About this exercise:
In the shade balls article, repeat everything from "Los Angeles officials" down to "and UV rays.", word for word.
··· Passage ···
L.A.'s Got Balls: Here's One Answer to the Drought

Reservoir Shade Balls

--Image Credit: Associated Press

Los Angeles officials have decided manmade plastic can help their city’s water supply survive the effects of manmade global warming.

Ironic, no?

Whether it’s the best or the worst of life, it always rolls downhill, and so have 96 million plastic balls rolled into the Los Angeles Reservoir, creating what one supporter of the plan told the New York Times is “the world’s largest ball pit.”

The last 20,000 of the balls were rolled into the reservoir Aug. 10, completing the $34.5 million project.

L.A. officials are hoping this will help the city deal with a true water crisis. Four years of drought have dried their water supply nearly to the bone. City engineers promise the black, plastic shade balls will slow evaporation and algae growth by blocking sunlight and UV rays.

The balls should also block sunlight-triggered chemical reactions, keep birds and other wildlife out of the water, and protect the water from rain and wind-blown dust.
··· Data extracts ···
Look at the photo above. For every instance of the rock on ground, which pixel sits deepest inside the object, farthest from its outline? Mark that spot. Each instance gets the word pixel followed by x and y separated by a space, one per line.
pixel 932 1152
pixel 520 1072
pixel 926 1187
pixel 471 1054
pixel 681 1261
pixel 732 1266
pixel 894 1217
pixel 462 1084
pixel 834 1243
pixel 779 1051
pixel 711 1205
···
Response:
Los Angeles officials have decided manmade plastic can help their city’s water supply survive the effects of manmade global warming.

Ironic, no?

Whether it’s the best or the worst of life, it always rolls downhill, and so have 96 million plastic balls rolled into the Los Angeles Reservoir, creating what one supporter of the plan told the New York Times is “the world’s largest ball pit.”

The last 20,000 of the balls were rolled into the reservoir Aug. 10, completing the $34.5 million project.

L.A. officials are hoping this will help the city deal with a true water crisis. Four years of drought have dried their water supply nearly to the bone. City engineers promise the black, plastic shade balls will slow evaporation and algae growth by blocking sunlight and UV rays.